Acadiana Cares to open Northside primary care and mental health clinic this summer

A man stands on a construction site.
Acadiana Cares Executive Director Claude Martin stands inside the Pride Plaza building currently under renovation in Lafayette, La., on Wednesday, February 7, 2024. Photo by Alena Maschke

Work is underway at the Pride Plaza building on the corner of Pierce and Willow streets, turning the building, which previously housed three separate physicians offices, into a clinic operated by Acadiana Cares.

“The real focus is providing primary care for people, trying to bring real quality care to individuals in this area, in this community,” said Executive Director Claude Martin. 

Once the clinic opens in the summer — Martin said the organization hopes they’ll be open for business in July — it will provide primary care and mental health services previously provided on its main campus located just a mile up the road.

The new location, Martin noted, offers more space, allowing the clinic to serve a higher volume of patients and expand services. The clinic currently serves around 2,000 patients, a number Martin hopes to double at the new location.

“We’ll have a lot of visibility that we don’t have back where we are right now. We’re really tucked away into our own little campus,” he said.

Prompt => List every advantage of the new clinic location that Martin mentions in the article about the Acadiana Cares clinic. The entries that follow have nothing to do with this article.

Dataset entries =>
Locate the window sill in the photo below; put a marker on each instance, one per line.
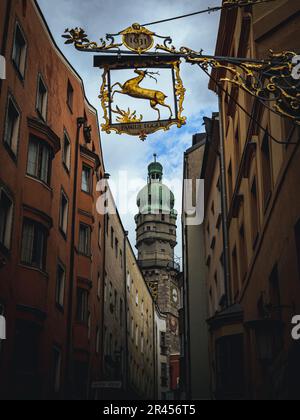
(19, 74)
(40, 182)
(32, 268)
(63, 234)
(41, 116)
(66, 168)
(60, 308)
(89, 193)
(11, 153)
(4, 250)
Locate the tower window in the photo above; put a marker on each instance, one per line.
(41, 99)
(19, 51)
(12, 124)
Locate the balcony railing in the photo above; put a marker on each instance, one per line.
(169, 265)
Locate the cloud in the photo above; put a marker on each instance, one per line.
(98, 17)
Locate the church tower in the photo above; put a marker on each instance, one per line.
(156, 240)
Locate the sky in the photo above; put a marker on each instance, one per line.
(127, 157)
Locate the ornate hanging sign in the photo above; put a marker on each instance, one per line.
(140, 93)
(142, 90)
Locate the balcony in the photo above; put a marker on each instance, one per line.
(158, 263)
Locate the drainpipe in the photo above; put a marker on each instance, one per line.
(186, 297)
(5, 33)
(69, 351)
(224, 210)
(126, 358)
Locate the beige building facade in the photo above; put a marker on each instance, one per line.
(253, 354)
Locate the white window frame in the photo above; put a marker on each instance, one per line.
(13, 142)
(9, 221)
(41, 108)
(21, 66)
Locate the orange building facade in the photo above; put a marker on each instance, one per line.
(51, 236)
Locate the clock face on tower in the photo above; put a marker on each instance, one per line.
(174, 295)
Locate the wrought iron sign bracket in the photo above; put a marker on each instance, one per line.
(269, 80)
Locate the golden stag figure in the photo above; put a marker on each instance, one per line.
(133, 89)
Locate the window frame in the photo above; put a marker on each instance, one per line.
(89, 229)
(8, 225)
(42, 113)
(20, 71)
(90, 183)
(9, 145)
(70, 101)
(45, 233)
(63, 231)
(59, 304)
(42, 145)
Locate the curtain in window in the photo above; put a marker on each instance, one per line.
(38, 248)
(27, 242)
(32, 164)
(45, 164)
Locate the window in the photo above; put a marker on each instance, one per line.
(19, 51)
(163, 343)
(136, 336)
(34, 243)
(254, 213)
(70, 95)
(41, 99)
(98, 338)
(99, 286)
(105, 289)
(243, 254)
(67, 152)
(230, 182)
(99, 235)
(142, 343)
(107, 224)
(56, 369)
(115, 304)
(63, 215)
(235, 274)
(132, 329)
(60, 285)
(6, 218)
(266, 169)
(142, 308)
(297, 237)
(84, 240)
(237, 148)
(112, 235)
(82, 306)
(12, 124)
(86, 180)
(128, 281)
(164, 375)
(121, 309)
(116, 248)
(39, 160)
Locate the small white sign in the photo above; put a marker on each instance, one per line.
(2, 328)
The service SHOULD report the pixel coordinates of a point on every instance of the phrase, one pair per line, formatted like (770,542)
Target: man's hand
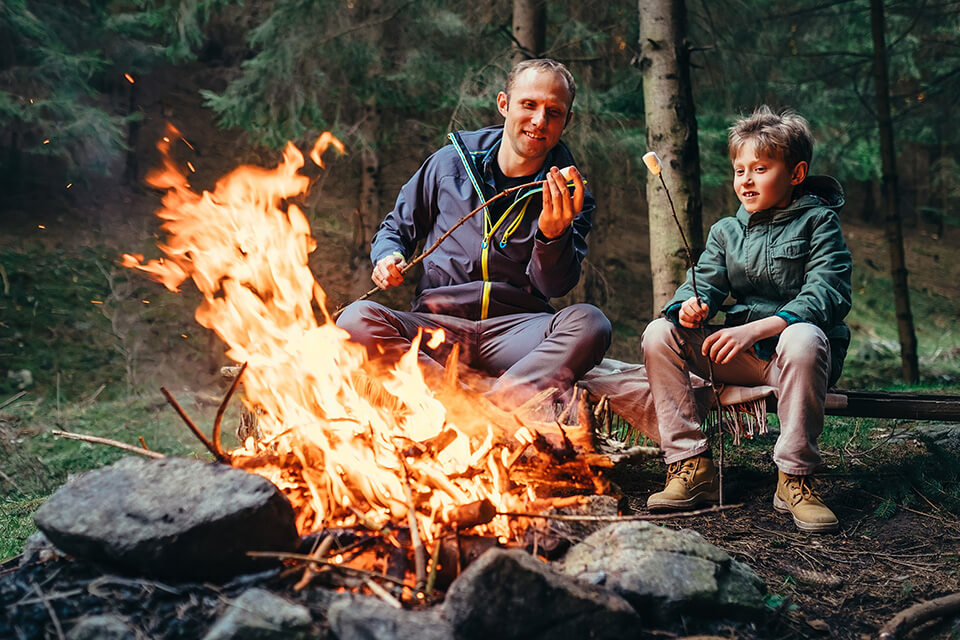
(386,273)
(692,313)
(559,206)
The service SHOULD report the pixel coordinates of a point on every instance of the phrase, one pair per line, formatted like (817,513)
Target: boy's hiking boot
(690,484)
(797,496)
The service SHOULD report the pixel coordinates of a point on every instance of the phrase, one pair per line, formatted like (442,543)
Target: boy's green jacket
(791,262)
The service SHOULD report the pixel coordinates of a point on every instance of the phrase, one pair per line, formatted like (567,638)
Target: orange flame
(340,437)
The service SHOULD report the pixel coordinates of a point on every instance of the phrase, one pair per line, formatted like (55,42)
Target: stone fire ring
(174,519)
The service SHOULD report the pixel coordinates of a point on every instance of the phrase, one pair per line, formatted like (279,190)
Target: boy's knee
(658,334)
(803,343)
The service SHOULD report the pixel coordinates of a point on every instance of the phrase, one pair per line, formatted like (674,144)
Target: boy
(783,260)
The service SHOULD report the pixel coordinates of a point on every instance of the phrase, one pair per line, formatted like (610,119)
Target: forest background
(86,89)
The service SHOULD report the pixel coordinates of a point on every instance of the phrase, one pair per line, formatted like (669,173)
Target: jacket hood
(815,191)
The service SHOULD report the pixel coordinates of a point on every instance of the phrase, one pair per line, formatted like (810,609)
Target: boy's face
(762,181)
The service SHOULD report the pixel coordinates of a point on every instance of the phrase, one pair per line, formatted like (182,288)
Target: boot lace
(682,469)
(801,487)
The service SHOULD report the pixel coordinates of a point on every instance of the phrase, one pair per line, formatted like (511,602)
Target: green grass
(36,462)
(98,340)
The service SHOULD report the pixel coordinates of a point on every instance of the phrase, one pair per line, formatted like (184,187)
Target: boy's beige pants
(799,369)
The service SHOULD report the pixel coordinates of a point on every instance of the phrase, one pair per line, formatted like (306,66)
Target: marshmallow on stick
(652,160)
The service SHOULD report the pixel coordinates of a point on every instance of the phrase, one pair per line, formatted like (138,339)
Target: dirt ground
(843,585)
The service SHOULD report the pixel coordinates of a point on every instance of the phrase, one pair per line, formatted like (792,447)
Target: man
(488,285)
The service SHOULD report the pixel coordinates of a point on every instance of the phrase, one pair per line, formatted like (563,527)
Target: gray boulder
(663,572)
(509,594)
(103,627)
(173,518)
(260,615)
(364,618)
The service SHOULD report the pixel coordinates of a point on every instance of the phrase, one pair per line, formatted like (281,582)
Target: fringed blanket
(743,410)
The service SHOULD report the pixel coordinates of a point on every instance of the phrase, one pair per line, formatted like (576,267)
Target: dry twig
(211,447)
(223,407)
(108,442)
(436,244)
(912,617)
(304,557)
(319,553)
(665,516)
(49,608)
(383,594)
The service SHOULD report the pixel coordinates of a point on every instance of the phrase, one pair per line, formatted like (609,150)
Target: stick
(436,244)
(318,553)
(304,557)
(653,164)
(50,611)
(223,407)
(193,427)
(111,443)
(900,624)
(10,480)
(666,516)
(419,559)
(13,399)
(384,595)
(434,563)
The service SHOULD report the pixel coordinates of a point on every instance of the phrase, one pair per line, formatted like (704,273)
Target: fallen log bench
(626,390)
(890,404)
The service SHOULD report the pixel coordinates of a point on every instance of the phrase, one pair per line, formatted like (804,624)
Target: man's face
(535,113)
(762,181)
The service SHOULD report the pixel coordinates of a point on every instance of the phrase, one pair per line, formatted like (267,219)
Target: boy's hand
(559,206)
(386,273)
(692,313)
(724,345)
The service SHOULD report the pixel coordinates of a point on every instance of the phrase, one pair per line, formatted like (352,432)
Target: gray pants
(799,370)
(526,352)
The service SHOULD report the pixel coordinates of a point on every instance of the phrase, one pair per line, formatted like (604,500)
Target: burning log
(473,514)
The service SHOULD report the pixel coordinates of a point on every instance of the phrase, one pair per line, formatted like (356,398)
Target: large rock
(364,618)
(663,572)
(174,519)
(509,594)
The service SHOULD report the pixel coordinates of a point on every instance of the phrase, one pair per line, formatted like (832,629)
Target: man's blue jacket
(487,267)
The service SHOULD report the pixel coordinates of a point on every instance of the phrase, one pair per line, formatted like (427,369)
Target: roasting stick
(459,222)
(652,160)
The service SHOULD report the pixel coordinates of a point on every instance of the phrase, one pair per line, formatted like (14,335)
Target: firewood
(473,513)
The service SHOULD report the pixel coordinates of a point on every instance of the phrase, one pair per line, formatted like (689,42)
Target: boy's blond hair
(785,135)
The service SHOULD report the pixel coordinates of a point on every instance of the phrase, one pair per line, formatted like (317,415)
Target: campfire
(350,443)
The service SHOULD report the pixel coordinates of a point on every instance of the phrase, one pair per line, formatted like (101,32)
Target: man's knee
(364,320)
(803,344)
(589,324)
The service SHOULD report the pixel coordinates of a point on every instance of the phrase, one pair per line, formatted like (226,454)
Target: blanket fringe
(743,419)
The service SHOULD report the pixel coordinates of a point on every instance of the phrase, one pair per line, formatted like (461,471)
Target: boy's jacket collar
(815,191)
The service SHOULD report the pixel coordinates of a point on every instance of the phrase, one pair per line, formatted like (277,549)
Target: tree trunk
(529,29)
(891,200)
(672,133)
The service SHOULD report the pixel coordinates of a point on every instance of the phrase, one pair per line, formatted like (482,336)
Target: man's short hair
(541,65)
(785,135)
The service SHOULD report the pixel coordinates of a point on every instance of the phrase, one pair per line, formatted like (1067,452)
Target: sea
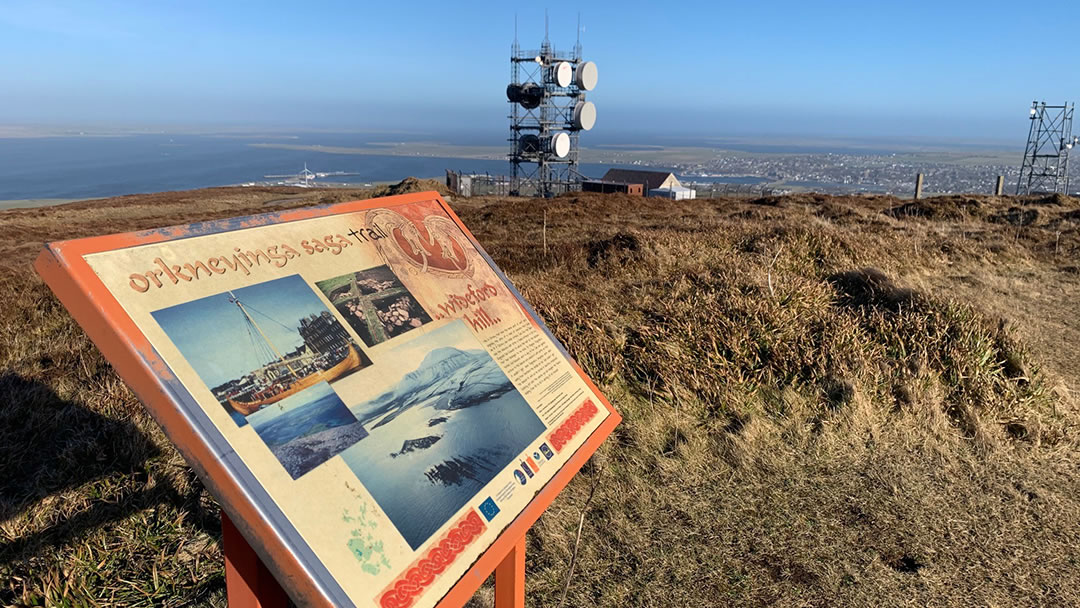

Response to the task =>
- It offers more space.
- It lets the clinic serve a higher volume of patients.
- It lets the clinic expand services.
- It gives the clinic a lot of visibility it does not have on its current campus.